Extracted data entries:

·····

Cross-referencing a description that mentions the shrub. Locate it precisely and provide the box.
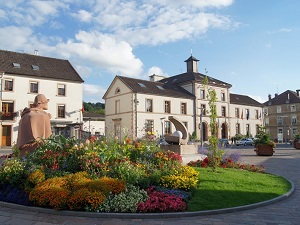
[112,160,147,186]
[137,186,187,212]
[159,166,199,191]
[97,184,148,213]
[68,188,106,211]
[0,158,26,187]
[29,177,69,209]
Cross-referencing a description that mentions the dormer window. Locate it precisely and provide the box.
[32,65,39,70]
[12,63,20,68]
[138,83,146,88]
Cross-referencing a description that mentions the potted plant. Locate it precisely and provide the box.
[254,126,276,156]
[293,133,300,149]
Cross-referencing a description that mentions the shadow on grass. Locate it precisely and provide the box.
[188,189,282,211]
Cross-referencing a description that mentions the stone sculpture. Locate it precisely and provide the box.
[16,94,52,157]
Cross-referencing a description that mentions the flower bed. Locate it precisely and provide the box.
[0,135,199,213]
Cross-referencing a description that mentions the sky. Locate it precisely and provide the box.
[1,0,299,103]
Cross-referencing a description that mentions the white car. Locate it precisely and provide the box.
[236,138,254,146]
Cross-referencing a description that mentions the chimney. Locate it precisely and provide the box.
[296,89,300,97]
[268,94,271,101]
[275,93,278,98]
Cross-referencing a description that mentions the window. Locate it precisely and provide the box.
[145,120,154,132]
[235,108,239,118]
[201,104,206,115]
[181,102,187,114]
[255,110,259,119]
[221,106,226,117]
[256,125,260,134]
[164,101,171,113]
[32,65,39,70]
[264,108,268,116]
[4,79,13,91]
[1,102,14,120]
[115,100,120,114]
[57,105,65,118]
[277,116,282,126]
[277,106,281,113]
[246,124,250,136]
[278,128,283,134]
[182,121,188,129]
[164,121,171,135]
[30,81,38,93]
[221,92,225,101]
[115,87,120,94]
[291,116,297,125]
[236,123,240,134]
[291,105,296,112]
[57,84,66,96]
[200,89,205,99]
[265,117,269,126]
[246,109,250,120]
[146,99,153,112]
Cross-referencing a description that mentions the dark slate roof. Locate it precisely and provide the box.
[263,90,300,106]
[230,93,263,107]
[160,72,232,88]
[117,76,195,99]
[0,50,84,82]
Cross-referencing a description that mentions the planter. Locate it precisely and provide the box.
[254,144,274,156]
[293,139,300,149]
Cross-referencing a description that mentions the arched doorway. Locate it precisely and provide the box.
[221,123,227,139]
[202,122,208,141]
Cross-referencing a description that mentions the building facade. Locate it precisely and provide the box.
[263,90,300,143]
[0,50,84,147]
[103,55,263,142]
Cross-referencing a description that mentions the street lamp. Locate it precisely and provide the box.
[197,107,204,148]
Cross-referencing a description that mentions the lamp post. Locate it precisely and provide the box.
[197,107,204,149]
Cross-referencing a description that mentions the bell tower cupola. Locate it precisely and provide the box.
[184,55,199,73]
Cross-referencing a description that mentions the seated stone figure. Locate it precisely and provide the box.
[164,116,189,145]
[16,94,52,157]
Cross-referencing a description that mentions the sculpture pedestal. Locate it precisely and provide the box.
[160,144,206,165]
[160,144,197,154]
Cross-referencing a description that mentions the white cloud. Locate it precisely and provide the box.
[73,10,93,22]
[83,84,106,103]
[0,26,34,50]
[151,0,233,8]
[56,31,143,77]
[147,66,168,77]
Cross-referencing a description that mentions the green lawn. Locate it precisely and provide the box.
[188,167,291,211]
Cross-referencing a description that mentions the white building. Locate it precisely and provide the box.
[103,55,263,142]
[0,50,84,147]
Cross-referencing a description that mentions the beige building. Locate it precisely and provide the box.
[0,50,84,147]
[103,55,263,142]
[263,90,300,143]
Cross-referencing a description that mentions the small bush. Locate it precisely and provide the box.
[97,184,148,213]
[159,166,199,191]
[0,158,26,187]
[137,186,187,212]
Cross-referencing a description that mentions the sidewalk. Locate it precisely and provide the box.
[0,148,299,224]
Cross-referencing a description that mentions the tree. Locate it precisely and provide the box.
[203,77,221,171]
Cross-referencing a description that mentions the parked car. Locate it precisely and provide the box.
[219,138,229,147]
[236,138,254,146]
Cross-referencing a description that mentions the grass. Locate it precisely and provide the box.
[188,167,291,211]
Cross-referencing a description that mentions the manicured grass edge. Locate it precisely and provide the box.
[0,177,294,219]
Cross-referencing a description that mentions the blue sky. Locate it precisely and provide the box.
[1,0,299,103]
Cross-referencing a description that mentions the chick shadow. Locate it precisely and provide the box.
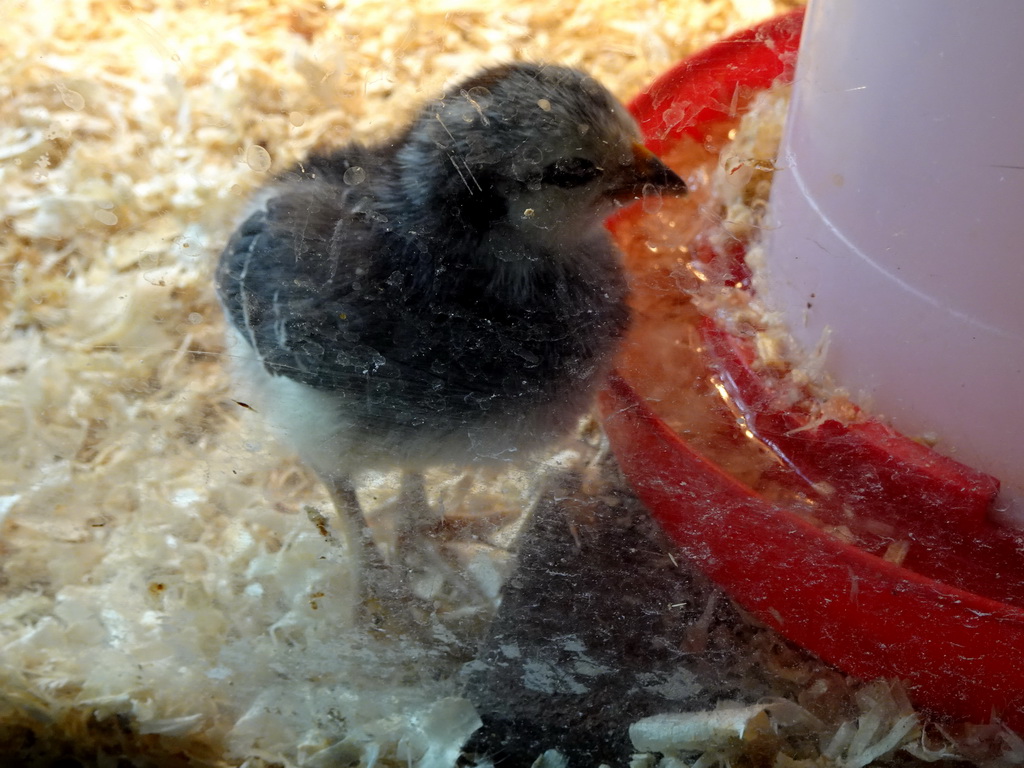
[460,460,773,767]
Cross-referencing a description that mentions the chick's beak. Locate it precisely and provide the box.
[609,142,688,202]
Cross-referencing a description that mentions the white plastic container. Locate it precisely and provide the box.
[762,0,1024,520]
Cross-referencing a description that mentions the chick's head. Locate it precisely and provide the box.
[396,63,686,241]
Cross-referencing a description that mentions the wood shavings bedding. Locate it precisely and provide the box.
[11,0,968,765]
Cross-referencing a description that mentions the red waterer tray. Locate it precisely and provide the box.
[601,8,1024,730]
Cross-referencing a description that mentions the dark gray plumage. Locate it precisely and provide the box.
[216,62,686,608]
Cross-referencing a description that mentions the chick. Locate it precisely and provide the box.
[216,63,686,607]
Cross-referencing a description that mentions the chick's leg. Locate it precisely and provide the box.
[394,471,437,563]
[323,474,428,632]
[325,475,388,573]
[394,470,488,603]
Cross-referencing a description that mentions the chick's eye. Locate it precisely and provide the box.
[540,157,601,188]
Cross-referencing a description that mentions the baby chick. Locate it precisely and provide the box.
[216,63,686,608]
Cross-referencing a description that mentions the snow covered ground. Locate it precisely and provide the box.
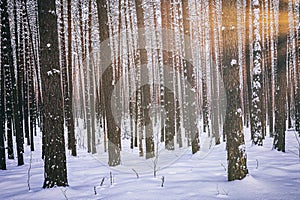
[1,127,300,200]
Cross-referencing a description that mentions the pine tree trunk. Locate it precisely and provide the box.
[15,0,25,165]
[296,0,300,136]
[22,1,36,152]
[160,0,168,144]
[0,7,6,167]
[210,0,221,145]
[67,0,77,156]
[28,49,36,152]
[251,0,263,146]
[88,0,96,154]
[142,85,155,159]
[273,0,288,152]
[38,0,68,188]
[182,0,199,153]
[124,0,135,149]
[135,0,155,158]
[77,0,86,125]
[1,0,14,160]
[222,0,248,181]
[0,63,5,169]
[59,0,68,149]
[83,4,92,153]
[97,0,121,166]
[23,34,30,146]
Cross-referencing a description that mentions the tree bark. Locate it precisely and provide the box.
[0,3,6,166]
[251,0,264,146]
[87,0,96,154]
[38,0,68,188]
[135,0,155,159]
[1,0,14,160]
[273,0,288,152]
[182,0,199,153]
[222,0,248,181]
[67,0,77,156]
[96,0,121,166]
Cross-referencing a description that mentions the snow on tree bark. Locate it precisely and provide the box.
[0,17,6,167]
[222,0,248,181]
[14,0,25,166]
[22,6,30,149]
[22,0,36,152]
[1,0,14,160]
[0,64,5,169]
[38,0,68,188]
[135,0,155,158]
[251,0,263,146]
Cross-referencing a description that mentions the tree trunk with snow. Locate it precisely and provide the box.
[251,0,264,146]
[38,0,68,188]
[1,0,14,160]
[222,0,248,181]
[182,0,199,154]
[273,0,288,152]
[0,0,6,167]
[14,0,25,165]
[135,0,155,159]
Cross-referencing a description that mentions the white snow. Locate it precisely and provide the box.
[231,59,237,66]
[252,81,261,90]
[47,69,60,76]
[47,71,53,76]
[0,127,299,200]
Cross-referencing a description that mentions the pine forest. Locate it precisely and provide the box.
[0,0,300,199]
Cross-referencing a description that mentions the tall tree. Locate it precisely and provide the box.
[222,0,248,181]
[14,0,25,166]
[210,0,221,145]
[296,0,300,136]
[96,0,121,166]
[268,0,277,137]
[273,0,288,152]
[135,0,155,159]
[82,0,92,153]
[88,0,96,154]
[182,0,200,153]
[160,0,169,144]
[58,0,68,149]
[134,0,145,157]
[0,7,6,166]
[38,0,68,188]
[67,0,77,156]
[161,0,176,150]
[22,2,30,148]
[251,0,263,146]
[1,0,14,160]
[23,0,36,151]
[0,60,5,169]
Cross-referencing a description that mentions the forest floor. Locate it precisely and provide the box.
[0,126,300,200]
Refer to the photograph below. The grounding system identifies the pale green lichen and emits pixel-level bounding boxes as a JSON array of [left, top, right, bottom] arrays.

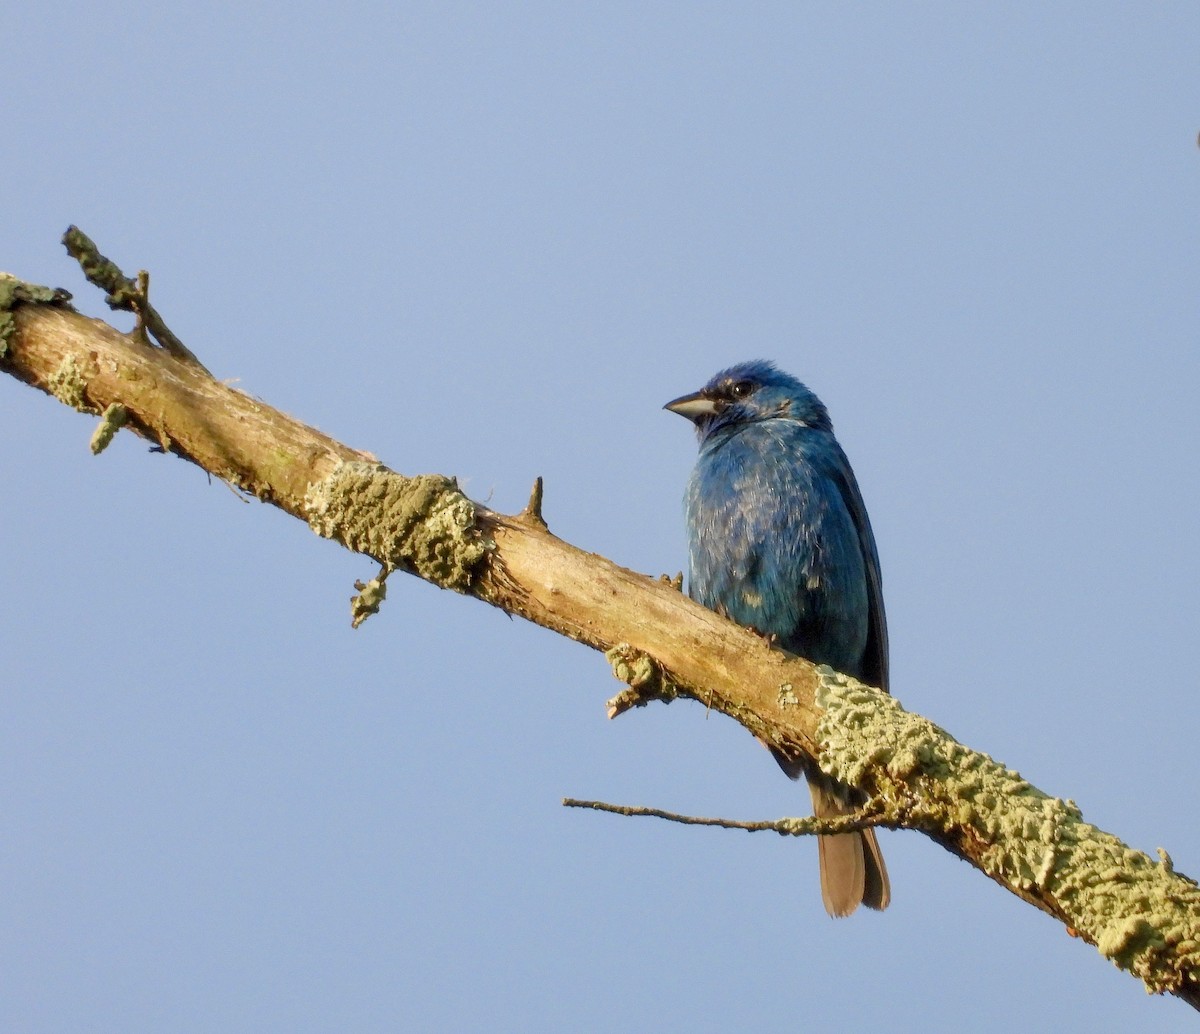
[[89, 403, 128, 454], [350, 574, 388, 628], [814, 667, 1200, 995], [47, 354, 93, 412], [303, 462, 488, 592], [605, 643, 678, 705], [607, 643, 656, 689]]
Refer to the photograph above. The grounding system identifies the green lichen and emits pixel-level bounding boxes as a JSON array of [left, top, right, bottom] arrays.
[[607, 643, 658, 691], [0, 274, 72, 359], [605, 643, 679, 714], [89, 403, 128, 454], [303, 462, 488, 592], [815, 667, 1200, 995], [47, 354, 93, 412], [350, 574, 388, 628]]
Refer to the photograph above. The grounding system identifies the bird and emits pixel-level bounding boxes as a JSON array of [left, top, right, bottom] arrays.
[[665, 360, 890, 917]]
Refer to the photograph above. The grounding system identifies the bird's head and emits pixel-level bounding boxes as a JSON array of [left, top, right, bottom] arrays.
[[664, 360, 831, 441]]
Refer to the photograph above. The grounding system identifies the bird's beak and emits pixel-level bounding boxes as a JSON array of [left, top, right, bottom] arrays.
[[664, 391, 719, 422]]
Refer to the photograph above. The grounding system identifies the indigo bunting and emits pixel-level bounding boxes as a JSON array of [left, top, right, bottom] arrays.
[[666, 360, 890, 917]]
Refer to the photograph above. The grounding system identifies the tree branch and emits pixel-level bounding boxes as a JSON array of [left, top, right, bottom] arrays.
[[2, 247, 1199, 1009]]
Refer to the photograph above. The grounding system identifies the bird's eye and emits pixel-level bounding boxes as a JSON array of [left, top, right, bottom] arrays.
[[730, 381, 755, 399]]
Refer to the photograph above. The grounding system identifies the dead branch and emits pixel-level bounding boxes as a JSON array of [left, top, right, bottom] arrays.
[[2, 238, 1198, 1009]]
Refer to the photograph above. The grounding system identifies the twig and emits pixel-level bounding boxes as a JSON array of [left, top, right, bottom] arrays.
[[561, 797, 895, 836], [61, 226, 212, 375], [519, 475, 549, 529]]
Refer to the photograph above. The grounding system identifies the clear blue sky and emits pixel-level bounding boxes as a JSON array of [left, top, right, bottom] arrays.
[[5, 4, 1199, 1031]]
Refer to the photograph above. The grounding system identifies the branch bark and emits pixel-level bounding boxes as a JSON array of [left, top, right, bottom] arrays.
[[3, 263, 1199, 1009]]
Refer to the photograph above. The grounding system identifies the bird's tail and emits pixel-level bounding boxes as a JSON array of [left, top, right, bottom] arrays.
[[808, 777, 890, 917], [766, 744, 890, 916]]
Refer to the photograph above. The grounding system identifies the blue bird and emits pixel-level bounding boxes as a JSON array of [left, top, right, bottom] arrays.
[[665, 360, 890, 916]]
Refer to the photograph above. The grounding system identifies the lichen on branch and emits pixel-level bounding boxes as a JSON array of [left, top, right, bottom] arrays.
[[303, 462, 490, 592], [0, 273, 71, 359], [816, 670, 1200, 995]]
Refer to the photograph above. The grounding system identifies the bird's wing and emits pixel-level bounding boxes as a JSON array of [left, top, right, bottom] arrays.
[[826, 447, 889, 694]]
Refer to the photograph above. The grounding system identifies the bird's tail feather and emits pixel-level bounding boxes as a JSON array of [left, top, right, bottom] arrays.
[[808, 779, 890, 917]]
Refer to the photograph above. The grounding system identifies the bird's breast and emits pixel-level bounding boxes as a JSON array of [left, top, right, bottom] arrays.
[[684, 429, 869, 671]]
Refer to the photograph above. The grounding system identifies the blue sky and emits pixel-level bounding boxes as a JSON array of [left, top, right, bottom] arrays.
[[4, 3, 1199, 1031]]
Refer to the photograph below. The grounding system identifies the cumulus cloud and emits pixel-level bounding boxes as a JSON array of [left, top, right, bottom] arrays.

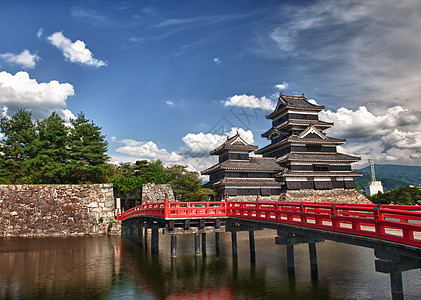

·····

- Your objective
Please leave out the pictures while you copy exactly the lines from the one containing "bird's tail and" through the end of the records.

- Reply
Refer to the photograph above. The grounding system identifies the bird's tail and emits pixel-level bounding boxes as a JSON array of [left, top, right, bottom] arrays.
[[808, 777, 890, 917], [766, 744, 890, 916]]
Refer to the photograph above. The grounding system identifies the blue bird and emits pixel-level bounding boxes as a JSON array of [left, top, right, bottom] arrays.
[[665, 360, 890, 916]]
Refer to the photograph above. The grounding system identifies the lichen on branch and emits pixel-level bounding boxes as a JSON array of [left, top, right, bottom] arrays.
[[303, 462, 490, 592], [0, 273, 71, 359], [816, 670, 1200, 995]]
Refer to the photograph above. The grounding system identifies the bird's wing and emits pixel-level bounding boxes as a JSON array of [left, top, right, bottom] arrays.
[[826, 447, 889, 694]]
Refer to the photograph above. The grounding system identifies the bird's tail feather and emits pixel-level bounding boxes as a JSON array of [left, top, right, bottom] arrays.
[[808, 779, 890, 917]]
Refer to the photograph above. The grounding system identifies the bird's breast and emits pixel-level bounding boxes as a JSON array of [left, top, right, bottom] arrays.
[[684, 429, 869, 671]]
Refer to the photograph above. The grounding system identifies the blue sky and emits pixel-level bounding boxes as a JSON array of [left, top, right, bottom] arrays.
[[4, 3, 1199, 1031]]
Refer to the photograph below. The grounding system identifies the cumulus cloud and emits pixel-level bounding boxes as a JSON array of [left, top, right, bottom] arrays.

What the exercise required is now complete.